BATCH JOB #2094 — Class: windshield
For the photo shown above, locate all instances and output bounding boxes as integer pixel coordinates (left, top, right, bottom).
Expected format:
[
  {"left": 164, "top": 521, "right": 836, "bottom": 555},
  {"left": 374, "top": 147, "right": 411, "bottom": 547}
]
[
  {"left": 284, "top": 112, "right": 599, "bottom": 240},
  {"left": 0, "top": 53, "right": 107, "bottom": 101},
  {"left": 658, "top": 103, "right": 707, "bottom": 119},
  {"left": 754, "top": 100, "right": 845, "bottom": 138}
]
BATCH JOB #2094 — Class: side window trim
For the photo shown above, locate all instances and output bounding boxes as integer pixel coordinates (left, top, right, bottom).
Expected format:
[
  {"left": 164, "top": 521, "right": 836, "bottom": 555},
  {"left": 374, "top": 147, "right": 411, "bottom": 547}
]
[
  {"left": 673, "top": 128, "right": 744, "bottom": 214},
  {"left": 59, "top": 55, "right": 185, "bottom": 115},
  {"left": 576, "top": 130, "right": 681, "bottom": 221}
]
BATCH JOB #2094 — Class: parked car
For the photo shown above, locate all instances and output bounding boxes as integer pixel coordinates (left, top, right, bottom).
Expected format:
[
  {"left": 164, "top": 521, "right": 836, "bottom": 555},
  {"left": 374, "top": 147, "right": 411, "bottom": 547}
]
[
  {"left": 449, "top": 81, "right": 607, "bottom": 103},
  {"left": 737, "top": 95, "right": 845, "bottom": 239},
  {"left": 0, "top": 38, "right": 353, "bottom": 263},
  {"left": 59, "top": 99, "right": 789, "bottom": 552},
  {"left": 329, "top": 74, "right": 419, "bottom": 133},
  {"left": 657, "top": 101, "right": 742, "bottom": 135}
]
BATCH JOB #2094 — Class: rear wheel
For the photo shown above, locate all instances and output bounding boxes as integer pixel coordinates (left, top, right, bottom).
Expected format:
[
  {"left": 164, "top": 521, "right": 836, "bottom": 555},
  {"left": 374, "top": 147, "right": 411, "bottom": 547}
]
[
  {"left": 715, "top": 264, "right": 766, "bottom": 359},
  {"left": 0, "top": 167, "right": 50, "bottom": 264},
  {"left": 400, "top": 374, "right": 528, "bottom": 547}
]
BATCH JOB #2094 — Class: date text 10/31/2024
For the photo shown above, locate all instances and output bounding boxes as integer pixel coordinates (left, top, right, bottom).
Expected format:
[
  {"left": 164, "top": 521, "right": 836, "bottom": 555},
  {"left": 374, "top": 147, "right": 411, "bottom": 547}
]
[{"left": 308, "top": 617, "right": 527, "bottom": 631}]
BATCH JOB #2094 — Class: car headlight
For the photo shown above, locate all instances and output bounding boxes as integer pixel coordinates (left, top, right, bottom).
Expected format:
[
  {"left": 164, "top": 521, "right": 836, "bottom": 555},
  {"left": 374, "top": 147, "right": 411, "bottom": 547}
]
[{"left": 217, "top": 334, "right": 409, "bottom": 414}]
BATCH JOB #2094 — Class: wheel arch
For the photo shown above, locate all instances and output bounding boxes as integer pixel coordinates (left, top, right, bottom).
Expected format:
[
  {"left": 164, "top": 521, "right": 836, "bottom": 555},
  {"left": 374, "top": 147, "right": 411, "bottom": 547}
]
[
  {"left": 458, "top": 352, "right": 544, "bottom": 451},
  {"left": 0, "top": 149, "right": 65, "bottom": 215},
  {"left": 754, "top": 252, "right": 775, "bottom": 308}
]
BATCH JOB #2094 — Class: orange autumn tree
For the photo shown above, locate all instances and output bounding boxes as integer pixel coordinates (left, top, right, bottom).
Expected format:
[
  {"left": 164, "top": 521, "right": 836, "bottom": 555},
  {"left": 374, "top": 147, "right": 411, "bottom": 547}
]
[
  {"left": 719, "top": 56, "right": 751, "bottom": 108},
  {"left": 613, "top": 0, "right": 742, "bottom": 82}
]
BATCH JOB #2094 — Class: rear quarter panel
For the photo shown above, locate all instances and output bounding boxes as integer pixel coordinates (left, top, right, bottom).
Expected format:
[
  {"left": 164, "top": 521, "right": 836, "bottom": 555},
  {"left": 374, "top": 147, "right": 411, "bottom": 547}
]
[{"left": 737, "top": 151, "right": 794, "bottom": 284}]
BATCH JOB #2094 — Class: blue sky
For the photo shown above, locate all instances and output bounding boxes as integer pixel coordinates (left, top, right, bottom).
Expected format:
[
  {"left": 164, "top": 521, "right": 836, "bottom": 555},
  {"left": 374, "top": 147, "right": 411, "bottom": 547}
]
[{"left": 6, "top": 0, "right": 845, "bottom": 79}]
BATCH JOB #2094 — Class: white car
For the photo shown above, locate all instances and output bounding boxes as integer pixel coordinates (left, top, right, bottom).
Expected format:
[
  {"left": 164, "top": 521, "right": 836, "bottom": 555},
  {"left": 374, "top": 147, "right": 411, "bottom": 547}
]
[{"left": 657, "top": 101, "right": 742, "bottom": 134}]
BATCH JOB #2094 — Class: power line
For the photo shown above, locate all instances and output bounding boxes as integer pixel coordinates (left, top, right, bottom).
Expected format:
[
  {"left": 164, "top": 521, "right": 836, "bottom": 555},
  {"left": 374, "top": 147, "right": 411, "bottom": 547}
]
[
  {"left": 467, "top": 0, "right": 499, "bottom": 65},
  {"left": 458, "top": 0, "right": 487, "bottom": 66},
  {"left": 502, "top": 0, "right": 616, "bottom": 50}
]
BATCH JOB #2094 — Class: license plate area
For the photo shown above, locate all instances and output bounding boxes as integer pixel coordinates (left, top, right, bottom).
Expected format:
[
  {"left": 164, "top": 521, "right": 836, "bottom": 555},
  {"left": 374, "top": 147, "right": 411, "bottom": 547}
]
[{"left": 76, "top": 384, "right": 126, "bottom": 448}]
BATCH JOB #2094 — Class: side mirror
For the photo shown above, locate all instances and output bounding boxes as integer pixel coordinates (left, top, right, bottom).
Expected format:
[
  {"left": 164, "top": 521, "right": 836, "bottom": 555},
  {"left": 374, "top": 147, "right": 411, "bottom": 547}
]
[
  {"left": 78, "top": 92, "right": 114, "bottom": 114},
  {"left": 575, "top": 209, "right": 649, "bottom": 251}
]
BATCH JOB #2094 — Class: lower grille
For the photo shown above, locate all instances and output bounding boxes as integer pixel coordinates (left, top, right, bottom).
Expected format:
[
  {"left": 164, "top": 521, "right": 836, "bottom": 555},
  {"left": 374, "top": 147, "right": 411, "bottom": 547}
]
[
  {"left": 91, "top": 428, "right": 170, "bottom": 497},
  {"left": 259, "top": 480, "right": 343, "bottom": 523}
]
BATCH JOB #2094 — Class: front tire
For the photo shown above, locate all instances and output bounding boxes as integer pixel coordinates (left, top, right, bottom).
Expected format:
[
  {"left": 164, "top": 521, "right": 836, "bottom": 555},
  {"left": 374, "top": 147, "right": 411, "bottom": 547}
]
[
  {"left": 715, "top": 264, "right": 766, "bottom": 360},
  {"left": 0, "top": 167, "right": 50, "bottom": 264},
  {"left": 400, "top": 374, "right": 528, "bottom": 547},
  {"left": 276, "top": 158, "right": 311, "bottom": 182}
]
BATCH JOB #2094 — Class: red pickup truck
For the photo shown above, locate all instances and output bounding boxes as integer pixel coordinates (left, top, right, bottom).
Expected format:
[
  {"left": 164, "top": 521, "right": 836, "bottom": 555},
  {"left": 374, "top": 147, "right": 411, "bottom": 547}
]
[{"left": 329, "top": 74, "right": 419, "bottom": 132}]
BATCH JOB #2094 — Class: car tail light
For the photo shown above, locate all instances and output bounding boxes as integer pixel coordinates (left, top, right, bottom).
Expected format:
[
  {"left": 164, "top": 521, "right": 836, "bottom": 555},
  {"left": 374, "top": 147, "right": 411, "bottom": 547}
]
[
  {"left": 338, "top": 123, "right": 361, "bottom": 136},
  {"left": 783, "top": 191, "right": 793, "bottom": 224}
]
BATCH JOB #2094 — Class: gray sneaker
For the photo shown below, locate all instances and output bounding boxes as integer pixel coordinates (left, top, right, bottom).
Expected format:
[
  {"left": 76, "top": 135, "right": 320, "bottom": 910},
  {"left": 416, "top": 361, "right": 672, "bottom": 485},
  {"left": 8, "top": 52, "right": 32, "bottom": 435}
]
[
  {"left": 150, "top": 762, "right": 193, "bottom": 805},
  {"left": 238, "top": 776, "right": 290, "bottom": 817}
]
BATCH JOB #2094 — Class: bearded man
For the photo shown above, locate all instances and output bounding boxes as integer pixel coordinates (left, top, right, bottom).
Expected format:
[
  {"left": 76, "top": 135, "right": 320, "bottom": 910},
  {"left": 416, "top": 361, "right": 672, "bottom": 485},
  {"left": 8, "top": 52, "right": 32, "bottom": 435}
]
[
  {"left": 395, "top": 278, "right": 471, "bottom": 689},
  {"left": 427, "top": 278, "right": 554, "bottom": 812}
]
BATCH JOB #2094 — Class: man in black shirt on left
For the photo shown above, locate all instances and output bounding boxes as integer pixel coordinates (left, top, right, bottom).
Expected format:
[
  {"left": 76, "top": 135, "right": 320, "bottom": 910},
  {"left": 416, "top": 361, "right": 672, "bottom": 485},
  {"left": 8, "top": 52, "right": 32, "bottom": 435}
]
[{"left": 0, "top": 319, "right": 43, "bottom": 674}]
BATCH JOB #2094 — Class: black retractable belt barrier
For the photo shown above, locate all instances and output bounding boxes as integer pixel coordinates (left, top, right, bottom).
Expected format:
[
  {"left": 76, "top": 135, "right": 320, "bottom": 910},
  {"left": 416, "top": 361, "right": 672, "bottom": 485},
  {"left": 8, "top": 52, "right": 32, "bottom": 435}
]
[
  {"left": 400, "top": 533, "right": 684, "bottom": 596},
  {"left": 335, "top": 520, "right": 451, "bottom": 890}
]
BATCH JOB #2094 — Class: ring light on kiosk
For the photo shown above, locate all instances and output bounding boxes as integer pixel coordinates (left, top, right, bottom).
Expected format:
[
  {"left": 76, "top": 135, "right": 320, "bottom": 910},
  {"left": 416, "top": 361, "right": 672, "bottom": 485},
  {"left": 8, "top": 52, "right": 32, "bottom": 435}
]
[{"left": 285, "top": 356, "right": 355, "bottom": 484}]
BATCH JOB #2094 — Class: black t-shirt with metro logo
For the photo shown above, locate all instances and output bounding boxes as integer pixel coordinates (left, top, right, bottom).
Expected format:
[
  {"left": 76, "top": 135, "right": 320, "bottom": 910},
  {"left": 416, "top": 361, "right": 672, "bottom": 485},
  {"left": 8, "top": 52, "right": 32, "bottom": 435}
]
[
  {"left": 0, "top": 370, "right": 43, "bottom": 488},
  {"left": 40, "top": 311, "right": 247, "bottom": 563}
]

################

▶ **Job**: Shift every bounding-box coordinate in the answers by adding 69 to it, and write out every line from the line with "BATCH JOB #2094 — Class: black t-shirt" through the end of the records, both ends included.

▶ **Written answer**:
BATCH JOB #2094 — Class: black t-shirt with metro logo
For the photo shown above, locate all instances and output bounding boxes as integer pixel coordinates (left, top, right, bottom).
Expected format:
[
  {"left": 76, "top": 135, "right": 320, "bottom": 910},
  {"left": 416, "top": 361, "right": 672, "bottom": 485},
  {"left": 8, "top": 52, "right": 32, "bottom": 435}
]
[
  {"left": 69, "top": 439, "right": 112, "bottom": 557},
  {"left": 109, "top": 380, "right": 316, "bottom": 632}
]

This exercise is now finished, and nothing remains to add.